Incentive-Based Compensation Arrangements

(3064-NEW)




Introduction


The Federal Deposit Insurance Corporation (FDIC) is requesting approval for the collection of information relating to the notice of proposed rulemaking, Incentive-Based Compensation Arrangements, which are proposed rules to implement section 956 of the Dodd-Frank Wall Street Reform and Consumer Protection Act (the Dodd-Frank Act). The proposed rule would require the reporting of incentive-based compensation arrangements by a covered financial institution, and prohibit incentive-based compensation arrangements at a covered financial institution that provide excessive compensation or that could expose the institution to inappropriate risks that could lead to material financial loss. The proposed rule appears at 76 Fed. Reg. 21,170 (April 14, 2011).

################

> **STATED EXERCISE 1**
Count the lines of the listing below that contain the string "tall", treating uppercase and lowercase as distinct. Reply with the number alone.
> **STATED EXERCISE 2**
Carry on writing the above notice on incentive-based compensation arrangements, beginning immediately after its final sentence.

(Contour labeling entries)
################

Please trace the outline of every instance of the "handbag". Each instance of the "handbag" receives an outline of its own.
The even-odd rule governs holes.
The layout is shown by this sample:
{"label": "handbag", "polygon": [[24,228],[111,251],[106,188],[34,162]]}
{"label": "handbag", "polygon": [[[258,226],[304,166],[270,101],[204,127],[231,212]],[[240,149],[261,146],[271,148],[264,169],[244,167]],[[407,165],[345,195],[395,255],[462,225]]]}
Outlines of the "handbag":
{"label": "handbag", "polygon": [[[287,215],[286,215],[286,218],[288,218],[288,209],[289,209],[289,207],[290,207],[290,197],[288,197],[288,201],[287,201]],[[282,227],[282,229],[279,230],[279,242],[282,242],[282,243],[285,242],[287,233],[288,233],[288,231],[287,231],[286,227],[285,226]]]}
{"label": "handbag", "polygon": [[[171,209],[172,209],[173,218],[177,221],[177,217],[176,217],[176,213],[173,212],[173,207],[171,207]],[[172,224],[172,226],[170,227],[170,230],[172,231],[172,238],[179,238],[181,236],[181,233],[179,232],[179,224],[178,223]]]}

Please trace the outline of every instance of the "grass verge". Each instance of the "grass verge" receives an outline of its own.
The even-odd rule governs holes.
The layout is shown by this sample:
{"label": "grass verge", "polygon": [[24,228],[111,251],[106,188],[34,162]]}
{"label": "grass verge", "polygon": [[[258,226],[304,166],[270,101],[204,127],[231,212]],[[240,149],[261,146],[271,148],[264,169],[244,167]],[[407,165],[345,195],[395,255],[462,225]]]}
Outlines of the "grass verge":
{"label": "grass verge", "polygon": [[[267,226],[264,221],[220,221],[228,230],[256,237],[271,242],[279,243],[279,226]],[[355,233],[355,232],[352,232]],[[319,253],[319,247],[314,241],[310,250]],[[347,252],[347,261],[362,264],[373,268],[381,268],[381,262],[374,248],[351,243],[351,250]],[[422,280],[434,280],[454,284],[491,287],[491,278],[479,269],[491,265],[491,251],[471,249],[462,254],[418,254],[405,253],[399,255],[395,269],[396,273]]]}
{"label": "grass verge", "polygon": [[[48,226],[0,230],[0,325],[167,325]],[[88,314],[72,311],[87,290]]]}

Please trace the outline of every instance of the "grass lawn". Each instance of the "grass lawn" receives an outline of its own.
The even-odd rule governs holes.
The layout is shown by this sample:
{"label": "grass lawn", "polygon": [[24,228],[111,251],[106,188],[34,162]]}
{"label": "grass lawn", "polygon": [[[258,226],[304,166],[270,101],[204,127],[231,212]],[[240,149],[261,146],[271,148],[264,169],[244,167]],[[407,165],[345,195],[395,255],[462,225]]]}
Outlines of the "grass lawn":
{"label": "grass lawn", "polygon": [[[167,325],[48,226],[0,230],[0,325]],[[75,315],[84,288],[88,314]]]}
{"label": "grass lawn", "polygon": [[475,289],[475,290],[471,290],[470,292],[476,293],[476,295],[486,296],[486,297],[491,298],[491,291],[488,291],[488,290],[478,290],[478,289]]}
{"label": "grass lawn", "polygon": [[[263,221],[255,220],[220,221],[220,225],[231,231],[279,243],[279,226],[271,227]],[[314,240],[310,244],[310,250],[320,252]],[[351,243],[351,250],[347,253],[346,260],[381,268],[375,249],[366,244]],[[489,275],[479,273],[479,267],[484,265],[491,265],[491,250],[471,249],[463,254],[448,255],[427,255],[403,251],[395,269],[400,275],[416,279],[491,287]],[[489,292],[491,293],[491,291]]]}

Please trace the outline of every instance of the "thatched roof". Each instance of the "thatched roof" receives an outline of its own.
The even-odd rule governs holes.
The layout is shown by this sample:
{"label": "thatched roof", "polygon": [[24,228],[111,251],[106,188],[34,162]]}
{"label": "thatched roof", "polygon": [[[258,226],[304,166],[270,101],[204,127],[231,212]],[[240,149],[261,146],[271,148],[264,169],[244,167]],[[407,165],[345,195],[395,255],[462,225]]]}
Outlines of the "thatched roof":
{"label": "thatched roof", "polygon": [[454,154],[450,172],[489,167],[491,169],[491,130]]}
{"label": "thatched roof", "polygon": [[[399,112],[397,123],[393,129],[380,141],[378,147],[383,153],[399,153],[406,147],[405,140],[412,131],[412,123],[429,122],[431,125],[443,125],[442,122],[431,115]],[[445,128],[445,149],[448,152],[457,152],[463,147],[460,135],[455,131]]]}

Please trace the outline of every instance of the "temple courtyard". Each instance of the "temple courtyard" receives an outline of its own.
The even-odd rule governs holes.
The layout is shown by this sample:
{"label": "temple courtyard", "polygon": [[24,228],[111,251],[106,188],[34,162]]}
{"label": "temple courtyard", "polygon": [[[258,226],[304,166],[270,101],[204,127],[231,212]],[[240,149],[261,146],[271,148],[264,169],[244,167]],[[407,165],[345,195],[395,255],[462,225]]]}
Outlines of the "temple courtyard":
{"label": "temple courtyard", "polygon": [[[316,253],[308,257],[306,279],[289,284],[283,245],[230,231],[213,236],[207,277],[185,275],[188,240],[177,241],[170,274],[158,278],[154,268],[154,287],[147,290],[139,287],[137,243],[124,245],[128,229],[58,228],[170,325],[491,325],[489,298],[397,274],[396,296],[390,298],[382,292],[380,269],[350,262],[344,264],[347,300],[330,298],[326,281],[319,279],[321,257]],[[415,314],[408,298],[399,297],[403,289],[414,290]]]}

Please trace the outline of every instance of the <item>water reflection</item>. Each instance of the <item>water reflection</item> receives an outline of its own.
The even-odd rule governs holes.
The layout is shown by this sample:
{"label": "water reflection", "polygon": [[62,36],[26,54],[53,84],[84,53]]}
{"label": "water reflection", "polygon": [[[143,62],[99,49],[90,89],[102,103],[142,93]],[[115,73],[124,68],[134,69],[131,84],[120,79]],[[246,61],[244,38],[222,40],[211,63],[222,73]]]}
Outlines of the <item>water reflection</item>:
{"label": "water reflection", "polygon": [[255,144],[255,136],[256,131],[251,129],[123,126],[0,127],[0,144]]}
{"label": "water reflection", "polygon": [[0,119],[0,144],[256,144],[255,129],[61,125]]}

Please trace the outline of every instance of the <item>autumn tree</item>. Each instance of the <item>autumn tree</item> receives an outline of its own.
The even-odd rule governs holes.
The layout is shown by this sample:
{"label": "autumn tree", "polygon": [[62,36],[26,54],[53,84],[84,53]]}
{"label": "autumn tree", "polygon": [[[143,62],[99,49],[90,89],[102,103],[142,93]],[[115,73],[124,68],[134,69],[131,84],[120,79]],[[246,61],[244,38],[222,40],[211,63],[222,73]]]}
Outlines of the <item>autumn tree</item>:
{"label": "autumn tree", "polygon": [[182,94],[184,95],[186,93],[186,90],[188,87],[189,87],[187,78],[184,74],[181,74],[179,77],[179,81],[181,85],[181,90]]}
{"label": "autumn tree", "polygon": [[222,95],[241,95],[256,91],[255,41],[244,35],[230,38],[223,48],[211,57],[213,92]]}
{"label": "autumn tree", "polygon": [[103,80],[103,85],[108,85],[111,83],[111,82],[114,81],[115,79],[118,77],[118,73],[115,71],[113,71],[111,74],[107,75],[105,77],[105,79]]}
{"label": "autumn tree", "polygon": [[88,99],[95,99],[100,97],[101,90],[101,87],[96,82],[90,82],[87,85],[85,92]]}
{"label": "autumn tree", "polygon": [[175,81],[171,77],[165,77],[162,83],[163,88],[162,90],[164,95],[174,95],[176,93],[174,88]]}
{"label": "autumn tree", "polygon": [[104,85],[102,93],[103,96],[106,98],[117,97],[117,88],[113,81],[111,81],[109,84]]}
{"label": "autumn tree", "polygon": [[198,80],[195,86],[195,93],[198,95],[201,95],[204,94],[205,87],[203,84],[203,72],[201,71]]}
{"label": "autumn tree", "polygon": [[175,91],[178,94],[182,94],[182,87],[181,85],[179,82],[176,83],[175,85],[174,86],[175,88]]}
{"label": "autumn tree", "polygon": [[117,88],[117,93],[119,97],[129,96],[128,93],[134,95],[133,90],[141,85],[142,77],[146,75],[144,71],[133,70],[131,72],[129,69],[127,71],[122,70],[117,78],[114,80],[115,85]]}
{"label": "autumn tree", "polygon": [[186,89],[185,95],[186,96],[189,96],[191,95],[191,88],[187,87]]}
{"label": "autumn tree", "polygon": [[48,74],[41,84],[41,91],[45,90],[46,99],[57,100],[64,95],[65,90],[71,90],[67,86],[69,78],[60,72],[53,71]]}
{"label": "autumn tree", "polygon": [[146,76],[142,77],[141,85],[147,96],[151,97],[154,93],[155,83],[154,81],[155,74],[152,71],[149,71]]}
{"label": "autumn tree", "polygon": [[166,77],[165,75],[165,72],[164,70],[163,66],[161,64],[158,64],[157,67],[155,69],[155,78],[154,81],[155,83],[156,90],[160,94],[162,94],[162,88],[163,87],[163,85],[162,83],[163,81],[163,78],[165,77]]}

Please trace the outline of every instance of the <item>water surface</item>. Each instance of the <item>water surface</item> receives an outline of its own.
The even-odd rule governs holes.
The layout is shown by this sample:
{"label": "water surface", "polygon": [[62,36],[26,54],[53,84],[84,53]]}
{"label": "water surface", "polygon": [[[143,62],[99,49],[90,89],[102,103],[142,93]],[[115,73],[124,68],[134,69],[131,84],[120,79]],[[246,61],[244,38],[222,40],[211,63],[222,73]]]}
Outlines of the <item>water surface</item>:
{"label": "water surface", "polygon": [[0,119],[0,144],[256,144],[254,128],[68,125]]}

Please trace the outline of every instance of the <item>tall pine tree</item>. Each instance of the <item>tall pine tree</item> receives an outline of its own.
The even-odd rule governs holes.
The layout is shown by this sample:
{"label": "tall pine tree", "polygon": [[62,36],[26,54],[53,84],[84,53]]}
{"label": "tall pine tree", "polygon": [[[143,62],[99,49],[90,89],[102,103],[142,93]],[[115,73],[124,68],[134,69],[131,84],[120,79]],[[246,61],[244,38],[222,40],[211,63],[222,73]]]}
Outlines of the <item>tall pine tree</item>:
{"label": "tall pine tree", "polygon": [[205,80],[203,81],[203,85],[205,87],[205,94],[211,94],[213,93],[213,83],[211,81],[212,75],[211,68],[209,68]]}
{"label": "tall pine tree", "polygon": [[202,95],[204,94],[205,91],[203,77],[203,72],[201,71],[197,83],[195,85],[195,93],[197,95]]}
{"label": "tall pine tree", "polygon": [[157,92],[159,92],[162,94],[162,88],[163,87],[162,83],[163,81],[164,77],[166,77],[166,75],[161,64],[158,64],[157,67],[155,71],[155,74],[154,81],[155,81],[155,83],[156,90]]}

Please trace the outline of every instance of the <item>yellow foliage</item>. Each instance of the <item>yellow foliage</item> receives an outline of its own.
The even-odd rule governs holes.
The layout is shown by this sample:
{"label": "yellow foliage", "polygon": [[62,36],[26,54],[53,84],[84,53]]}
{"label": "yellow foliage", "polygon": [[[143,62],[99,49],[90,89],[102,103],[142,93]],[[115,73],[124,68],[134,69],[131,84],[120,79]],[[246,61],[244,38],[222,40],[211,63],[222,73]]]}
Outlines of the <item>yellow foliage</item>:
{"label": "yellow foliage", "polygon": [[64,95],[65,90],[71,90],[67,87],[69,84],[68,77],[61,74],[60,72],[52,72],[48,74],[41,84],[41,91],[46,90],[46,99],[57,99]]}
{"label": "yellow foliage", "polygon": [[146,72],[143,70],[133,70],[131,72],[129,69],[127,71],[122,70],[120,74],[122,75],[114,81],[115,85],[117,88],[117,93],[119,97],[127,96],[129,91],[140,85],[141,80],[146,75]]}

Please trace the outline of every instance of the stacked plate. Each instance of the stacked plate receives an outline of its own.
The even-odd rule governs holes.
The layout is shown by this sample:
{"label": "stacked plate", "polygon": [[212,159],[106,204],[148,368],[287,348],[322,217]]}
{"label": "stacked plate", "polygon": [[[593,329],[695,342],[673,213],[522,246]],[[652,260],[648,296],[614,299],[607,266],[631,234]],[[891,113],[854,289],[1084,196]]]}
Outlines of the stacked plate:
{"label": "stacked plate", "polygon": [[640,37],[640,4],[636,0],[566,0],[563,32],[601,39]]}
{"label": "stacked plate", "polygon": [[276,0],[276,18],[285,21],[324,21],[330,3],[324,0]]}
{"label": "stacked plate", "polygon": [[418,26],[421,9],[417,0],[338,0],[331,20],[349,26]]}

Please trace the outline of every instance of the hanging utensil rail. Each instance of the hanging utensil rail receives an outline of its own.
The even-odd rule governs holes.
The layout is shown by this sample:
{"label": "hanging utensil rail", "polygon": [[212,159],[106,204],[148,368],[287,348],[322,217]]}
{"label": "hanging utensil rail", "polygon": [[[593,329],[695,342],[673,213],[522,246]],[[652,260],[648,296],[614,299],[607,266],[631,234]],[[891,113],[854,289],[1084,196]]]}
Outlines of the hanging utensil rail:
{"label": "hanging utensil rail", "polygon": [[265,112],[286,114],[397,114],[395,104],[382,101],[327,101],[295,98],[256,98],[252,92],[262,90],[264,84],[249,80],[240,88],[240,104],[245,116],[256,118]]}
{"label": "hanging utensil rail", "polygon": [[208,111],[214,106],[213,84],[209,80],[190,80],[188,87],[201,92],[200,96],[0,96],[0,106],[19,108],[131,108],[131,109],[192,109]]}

################

> **REPLY 1**
7

> **REPLY 2**
This is an interagency rule being proposed jointly by the FDIC along with the OCC, Board,

OTS, NCUA, SEC, and the FHFA (collectively, the “Agencies”). In accordance with section 3512 of the Paperwork Reduction Act (PRA) of 1995 (44 U.S.C. § 3501-3521), agencies may not conduct or sponsor, and a respondent is not required to respond to, an information collection unless it displays a currently valid Office of Management and Budget (OMB) control number. The information collection requirements contained in the proposed rule are being submitted by the FDIC (and separately by the OCC, OTS, NCUA, and SEC) to OMB for review and approval under section 3506 of the PRA and § 1320.11 of OMB’s implementing regulations (5 C.F.R. § 1320).1


The proposed rule contains requirements subject to the PRA. The reporting requirements are found in proposed § 372.4 and the recordkeeping requirements are found in proposed §§ 372.5(b)(3)(ii)(B), 372.6(a), and 372.6(b)(5).


A. Justification.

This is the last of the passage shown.